• DIRECTIONS: In the forum thread about loading a form, which argument of DoCmd.OpenForm does June7 use to pass a parameter to the form?

• PROVIDED TEXT:

•••

Possible If statement for loading of a form

[computer_man20037]

Hello everyone I have question,

I am trying to go about making a copying button for one of my forms in current database that I am building and I recently went about incorporating a "Copy" button which would take certain fields from one form (Item Form) and copy them over to a new record in a different form (Detail Form).



I got the copy button to open up a "middleman" form which would be like a pop up box to ask them if they are wanting to actually copy over the data or not. Upon doing so and choosing the extra option I require them to choose (type of item drop down combo box). I would then take all the data in there and copy it to the (Detail Form) where it would populate the required fields that I have already filled out on the (Item Form) itself.

Hopefully that is easy to understand a little bit it seems like a lot. my actual question is this up loading up (Detail Form) I want to go about doing a IF statement so that pressing the copy button it will run through the IF statement depending on if its a Yes/No and do accordingly.

My thought about this that if I didn't want to copy populated fields over and wanted to go straight to the (Detail Form) how could I set up my code so that it just open the form and doesn't error out cause the following variable I am using isn't populated and thus would be Null and access pops up a error.

So overall I want to find out if I can go about creating a way that depending on how you load up the form determines via the DoCmd code or just opening it normally from a switchboard or double clicking on the form itself.

Here is my form_load code I have:

Code:

 Private Sub Form_Load()
Dim StrYesorNo As String

'This is where I pre-determine the varible for my IF statement'
StrYesorNo = "No"

'This is where I am wanting to pull my variable from ***Only if I am going about using the copy button***'
StrYesorNo = Forms!CopyTestForm2.Form!YesOrNo

'Double check the value for the variable'
MsgBox StrYesorNo

'My IF statement' '<--- want this to only run if I go through the copy button on my (Item Form)'
If StrYesorNo = "Yes" Then
'Me.Item_Desc2.Text = Form!Item_Single_Add!Item_Desc
'Me.Orig_Price_1.Text = Form!Item_Single_Add!Price1
'Me.Orig_Price_2.Text = Form!Item_Single_Add!Price2
'Me.Orig_Price_3.Text = Form!Item_Single_Add!Price3
'Me.Orig_Price_4.Text = Form!Item_Single_Add!Price4
ElseIf StrYesorNo = "No" Then
End If

End Sub

[June7]

I use OpenArgs argument of DoCmd.OpenForm (or OpenReport) to pass a parameter to form/report then If code can refer to the passed value.

DoCmd.OpenForm "formname", , , , , "button" 'or whatever string value you want

Then in the opening form:

If Me.OpenArgs = "button" Then
'do this
End If

[computer_man20037]

Ok, so after a little looking into it and after reading your suggestion. I was able to figure out a way to load up my form correctly and have it load without any errors coming up.

Code:

Private Sub Form_Load()
'Way this form is setup to load is that depending on if they copy from Items Table
'or if you just load this form up normally
'Define the variables here:
Dim StrYesorNo As String

'When the form loads we see that it is looking for
'a value for the variable which by defualt is set
'to "No"
StrYesorNo = "No"
'IF statement that defines how the form should load up and if values need to
'be copied over if coming from previous form (Items Table)

If StrYesorNo = "No" Then
'"No" = that it will open the form to see if anything was copied over
'since there isn't it will return a "No" value

DoCmd.OpenForm "CopyTestForm2", acNormal, , , acFormAdd
StrYesorNo = Forms!CopyTestForm2.Form!YesOrNo
DoCmd.Close acForm, "CopyTestForm2", acSaveNo
End If
If StrYesorNo = "Yes" Then
'"Yes" = that you have chosen to go about copying over data
'from the Items form and have chosen the correct publications
'will return a "Yes"
End If
End Sub

Here is my code that I used to get it working and also will marked this forum as solved!

•••

• RECORDED DATA:
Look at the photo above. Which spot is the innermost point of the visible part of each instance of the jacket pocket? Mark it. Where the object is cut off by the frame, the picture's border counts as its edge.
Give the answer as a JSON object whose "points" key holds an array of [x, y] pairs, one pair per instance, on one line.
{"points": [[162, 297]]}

•••

• TASK ANSWER: The OpenArgs argument.